** Task set **
a - The quoted lines in the poetry review name several things the poet "can't help but" tell. List all of them.
b - According to the poetry review, what number collection of poetry is How to Love the Empty Air for its author?
c - Write a continuation of the poetry review, picking up after its last sentence.

** Document extract **
How to Love the Empty Air




--Synopsis:
Vulnerable, beautiful and ultimately life-affirming, Cristin O’Keefe Aptowicz’s work reaches new heights in her revelatory seventh collection of poetry. Continuing in her tradition of engaging autobiographical work, How to Love the Empty Air explores what happens when the impossible becomes real―for better and for worse. Aptowicz’s journey to find happiness and home in her ever-shifting world sees her struggling in cities throughout America. When her luck changes―in love and in life―she can’t help but “tell the sun / tell the fields / tell the huge Texas sky…. / tell myself again and again until I believe it.” However, the upward trajectory of this new life is rocked by the sudden death of the poet’s mother. In the year that follows, Aptowicz battles the silencing power of grief with intimate poems burnished by loss and a hard-won humor, capturing the dance that all newly grieving must do between everyday living and the desire “to elope with this grief, / who is not your enemy, / this grief who maybe now is your best friend. / This grief, who is your husband, / the thing you curl into every night, / falling asleep in its arms…” As in her award-winning The Year of No Mistakes, Aptowicz counts her losses and her blessings, knowing how despite it all, life “ripples boundless, like electricity, like joy / like... laughter, irresistible and bright, / an impossible thing to contain.”
 
My Review
 
I thought this was a nice collection of poems. I enjoyed reading them. Cristin O'Keefe Aptowicz really embraced the essence of love and loss of a mother. A truly heartfelt collection of poems. Some I liked more than others.
 
There is "My Mother Wants to Know if I'm Dead". Anyone who has a close relationship with their Mother can relate to this poem.

[Position identification records]
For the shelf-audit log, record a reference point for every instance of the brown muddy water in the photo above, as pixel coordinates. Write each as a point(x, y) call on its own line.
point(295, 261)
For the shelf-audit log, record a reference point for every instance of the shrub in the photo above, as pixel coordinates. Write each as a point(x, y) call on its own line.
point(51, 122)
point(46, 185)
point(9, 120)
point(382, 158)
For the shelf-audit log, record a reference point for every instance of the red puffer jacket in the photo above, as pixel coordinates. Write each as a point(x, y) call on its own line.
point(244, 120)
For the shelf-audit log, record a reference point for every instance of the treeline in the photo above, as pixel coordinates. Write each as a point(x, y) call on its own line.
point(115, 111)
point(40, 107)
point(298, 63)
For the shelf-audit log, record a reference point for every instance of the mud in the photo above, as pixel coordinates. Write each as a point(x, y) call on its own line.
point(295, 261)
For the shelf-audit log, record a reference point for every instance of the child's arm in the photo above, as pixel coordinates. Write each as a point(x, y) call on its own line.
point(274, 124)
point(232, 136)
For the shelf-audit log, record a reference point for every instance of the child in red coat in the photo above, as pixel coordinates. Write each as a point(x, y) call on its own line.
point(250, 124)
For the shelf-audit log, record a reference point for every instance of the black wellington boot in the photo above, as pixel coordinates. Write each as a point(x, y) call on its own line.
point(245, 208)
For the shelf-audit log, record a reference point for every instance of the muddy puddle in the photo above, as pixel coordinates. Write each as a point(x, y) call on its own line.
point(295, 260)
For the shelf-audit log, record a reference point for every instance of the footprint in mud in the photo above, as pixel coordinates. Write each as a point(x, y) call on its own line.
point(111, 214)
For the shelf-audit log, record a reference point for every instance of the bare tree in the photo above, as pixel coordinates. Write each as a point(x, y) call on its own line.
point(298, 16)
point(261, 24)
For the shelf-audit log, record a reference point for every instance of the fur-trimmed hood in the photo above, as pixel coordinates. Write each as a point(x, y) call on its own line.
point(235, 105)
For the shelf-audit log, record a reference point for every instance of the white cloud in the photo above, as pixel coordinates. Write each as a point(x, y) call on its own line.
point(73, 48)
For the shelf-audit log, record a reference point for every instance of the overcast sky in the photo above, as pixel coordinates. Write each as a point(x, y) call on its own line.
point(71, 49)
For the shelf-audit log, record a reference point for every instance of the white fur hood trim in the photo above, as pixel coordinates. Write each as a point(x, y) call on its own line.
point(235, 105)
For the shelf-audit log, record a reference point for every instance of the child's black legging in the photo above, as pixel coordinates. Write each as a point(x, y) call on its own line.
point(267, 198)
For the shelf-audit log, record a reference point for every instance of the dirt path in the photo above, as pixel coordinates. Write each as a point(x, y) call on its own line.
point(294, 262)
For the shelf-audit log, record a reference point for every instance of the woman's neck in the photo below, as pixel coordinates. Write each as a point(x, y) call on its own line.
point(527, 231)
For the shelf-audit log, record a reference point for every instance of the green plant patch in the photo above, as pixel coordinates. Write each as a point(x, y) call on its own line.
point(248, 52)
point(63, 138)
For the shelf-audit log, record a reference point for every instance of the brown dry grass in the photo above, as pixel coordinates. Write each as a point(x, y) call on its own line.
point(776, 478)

** Responses to the exercise **
a - the sun, the fields, the huge Texas sky, myself

b - It is her seventh collection.

c -
It goes like this:
 
ARE YOU DEAD? is the subject line of her email. The text outlines the numerous ways she thinks I could have died: slain by an axe-murderer, lifeless on the side of the highway, choked to death by smoke since I'm a city girl and likely didn't realize you needed to open the chimney flue before making a fire (and, if I do happen to be alive, here's a link to a YouTube video on fireplace safety that I should watch). Mom muses about the point of writing this email. If I am already dead, which is what she suspects, I wouldn't be able to read it. Any if I'm alive, what kind of daughter am I not to write her own mother to let her know that I've arrived at my fancy residency, safe and sound, and then to immediately send pictures of everything, like I promised her! If this was a crime show, she posts, the detective might accuse her of sending this email as a cover up for murder. How could she be the murderer, if she wrote an email to her daughter asking if she was murdered? her defense lawyers would argue at the trial. In fact, now that she thinks of it, this email is the perfect alibi for murdering me. Any that is something I should definitely keep in mind, of I don't write her back as soon as I have a fee goddamn second to spare.
 
Here is a little bit of the poem "On Getting Facials with My Mother"
 
Both of us trying to breathe deep, let go. Somewhere, years are being erased from my mother's face. She tells the facialist about me, her daughter, the writer down the hall. How we don't do stuff like this. How much we need it. After an hour, we're reunited. She looks beautiful: stripped down and glowing.
 
We put on our clothes and yes, we swallow hard when the cashier gives us the total, but we shake it off. We wear our new faces right into the sun, just like
 
we're told not to do. We can't help it.
The air feels too good, the future so bright.
 
"O Laughter"
 
O, Laughter, you are not forgotten.
My body is the jam jar you flew into.
 
You thought it'd be so sweet. You didn't realize it was made by crushing the most gentle of things. O, Laughter, Grief sees itself as a knife, carving out what needs to be seen.
 
See yourself as an ice skater, the knives on your feet. Sometimes the pain bursts out of me like a flock of starlings.
 
My throat releases everything but you. Laughter, be the slyest magician. Make me think it's easy work: this levitation.
 
I'll willingly step into the box, if you'd just cut me in half, spin my parts around, then make me whole again.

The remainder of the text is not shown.